── 選んだ文章
(社福)筑水会 特別養護老人ホーム 筑水苑
被害を最小限に抑え利用者を守り、施設自身が早めに立ち直る ~床上64センチの浸水被害を受けた施設が再開するまで~
掲載日:2018年3月26日
ブックレット番号:6 事例番号:55
茨城県常総市/平成29年3月現在

 

家族向けに出した手紙。被災して家族も様子を見に来られなかったため、様子を伝えるために作成した。

 

これから立ち直る

災害対応は「初動が大切」と長尾さんは言います。利用者に筑水苑に戻れる具体的な日にちを伝えられないジレンマや、事業再開までを長引かせると職員のモチベーションが下がってしまうことを指摘しながら、「職員にはあえて物資などを筑水苑に取りに来てもらい、直っていく施設の姿をみせ、『自分はここに戻るまで避難先で利用者を守らなければ』と感じてもらった」と話します。

そして、当初3か月かかると言われていた施設の再建も、毎日必死に対応し、1か月でまずは「半復旧」として2階の機能を取り戻し事業再開にこぎつけ、守谷市の施設にいた利用者をまず戻しました。空調関係の機能が2階にあったことも幸いしました。「利用者が筑水苑に戻ってくる日、移動のスピードは驚くほどだった。利用者も職員も『帰るんだ』という意識があったのが何より嬉しかった」と長尾さんは話します。
────
── 資料の抜粋
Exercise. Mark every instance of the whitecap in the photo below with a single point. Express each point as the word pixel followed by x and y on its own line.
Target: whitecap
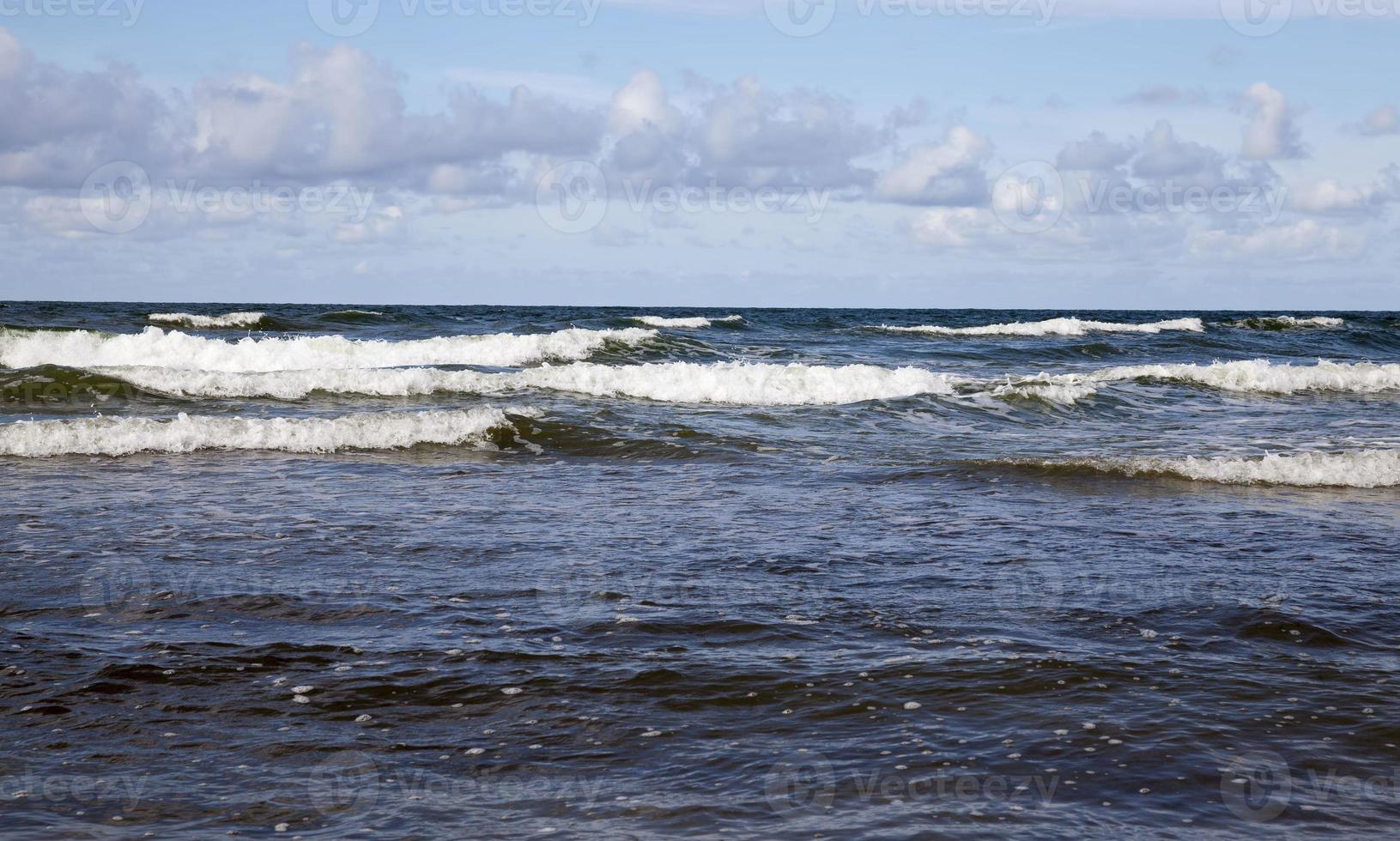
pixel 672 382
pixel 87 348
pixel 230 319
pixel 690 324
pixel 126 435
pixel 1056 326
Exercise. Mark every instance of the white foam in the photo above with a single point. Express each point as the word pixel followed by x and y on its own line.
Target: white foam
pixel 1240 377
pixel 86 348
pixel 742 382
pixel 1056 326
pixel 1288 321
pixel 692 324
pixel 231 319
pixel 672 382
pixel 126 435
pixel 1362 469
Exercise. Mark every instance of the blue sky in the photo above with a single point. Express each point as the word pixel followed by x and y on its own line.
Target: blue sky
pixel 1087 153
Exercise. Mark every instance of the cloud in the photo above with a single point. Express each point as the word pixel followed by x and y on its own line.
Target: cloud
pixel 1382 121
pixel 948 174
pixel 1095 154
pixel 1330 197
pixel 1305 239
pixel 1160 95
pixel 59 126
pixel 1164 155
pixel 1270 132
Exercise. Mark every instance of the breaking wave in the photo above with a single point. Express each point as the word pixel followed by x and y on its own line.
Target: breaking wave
────
作業内容:
**1)** 筑水苑の文章のうち、「家族向けに出した手紙。被災し」を含む語句で始まり「った」と長尾さんは話します。」で終わる部分を、「職員」を「スタッフ」に置き換えて書き直しなさい。
**2)** 筑水苑の文章で、長尾さんが言った言葉として「」で引用されているものをすべて挙げなさい。
**3)** 筑水苑の文章を、最後の文の後から書き継ぎなさい。
この資料は今回の作業には関係しない。

作業結果:
**1)**
家族向けに出した手紙。被災して家族も様子を見に来られなかったため、様子を伝えるために作成した。

 

これから立ち直る

災害対応は「初動が大切」と長尾さんは言います。利用者に筑水苑に戻れる具体的な日にちを伝えられないジレンマや、事業再開までを長引かせるとスタッフのモチベーションが下がってしまうことを指摘しながら、「スタッフにはあえて物資などを筑水苑に取りに来てもらい、直っていく施設の姿をみせ、『自分はここに戻るまで避難先で利用者を守らなければ』と感じてもらった」と話します。

そして、当初3か月かかると言われていた施設の再建も、毎日必死に対応し、1か月でまずは「半復旧」として2階の機能を取り戻し事業再開にこぎつけ、守谷市の施設にいた利用者をまず戻しました。空調関係の機能が2階にあったことも幸いしました。「利用者が筑水苑に戻ってくる日、移動のスピードは驚くほどだった。利用者もスタッフも『帰るんだ』という意識があったのが何より嬉しかった」と長尾さんは話します。

**2)**
・「初動が大切」
・「職員にはあえて物資などを筑水苑に取りに来てもらい、直っていく施設の姿をみせ、『自分はここに戻るまで避難先で利用者を守らなければ』と感じてもらった」
・「利用者が筑水苑に戻ってくる日、移動のスピードは驚くほどだった。利用者も職員も『帰るんだ』という意識があったのが何より嬉しかった」

**3)**
■半復旧(2階)での事業再開の基準(◎特に重視したこと)

◎食事(水・電気)が出せるか

●エレベーターが1基でも動くか

●排泄設備に問題がないか

●お風呂(ボイラー、電気)が使えるか

●ライフラインが確保できているか

 

被災した内部の片づけは、建物を空にし、その後、消毒という流れです。ボランティアに協力いただき、使えるものは中庭に、駄目なものは玄関に運び出す作業を行いました。1階は壁を崩し、3回消毒し壁紙を張り替えました。戸棚類は水を吸って扉も外れ、使える状態ではありませんでした。泥のついたドアは水圧洗浄しました。スチール製のものは中庭にブルーシートを敷き乾かしました。

中庭には流れてきた家具などがたまっていました。中庭の畑のコーナーの土の入れ替えは、1か所で30万円かかるとのことでした。以前は、畑に季節の野菜を育てていましたが、土がよくなるまでは野菜は控えて草木を植えています。28年春には元から位置していた洋シャクナゲの木に花が咲き、梅の木の梅の実もなりました。

総額で約2億4千万円の被害がでました。エアコンの空調以外は全てダメになりました。

 

国・県と市の補助で6千万円、保険に入っていたこともあり保険金が下りたものもありましたが、法人負担は4千万円でした。本館1階の床が、事業再開後3か月後の28年1月頃からめくれ上がるようになりました。水分を含んだ建物の被害はじわじわと後から出てくることもあり、壁からの水漏れなども含み、県や国への被害の申請が終わった後にも被害が出てきています。

お金だけでは揃えられないものや、元に戻せないものもあります。1階の地域交流スペースに、昭和の懐かしい品々を飾って「昭和コーナー」を設置していましたが、すべて流されてしまいました。殺風景になってしまった部分は、みんなの工夫で補っています。

 

      

水が引いてからの居室状況(左) 1階にあった冷蔵庫8台、ベッド53台が全損(右)

 

 

      

電気関係(ウォッシュレット63個)も故障(左)   室内の床の状況(右)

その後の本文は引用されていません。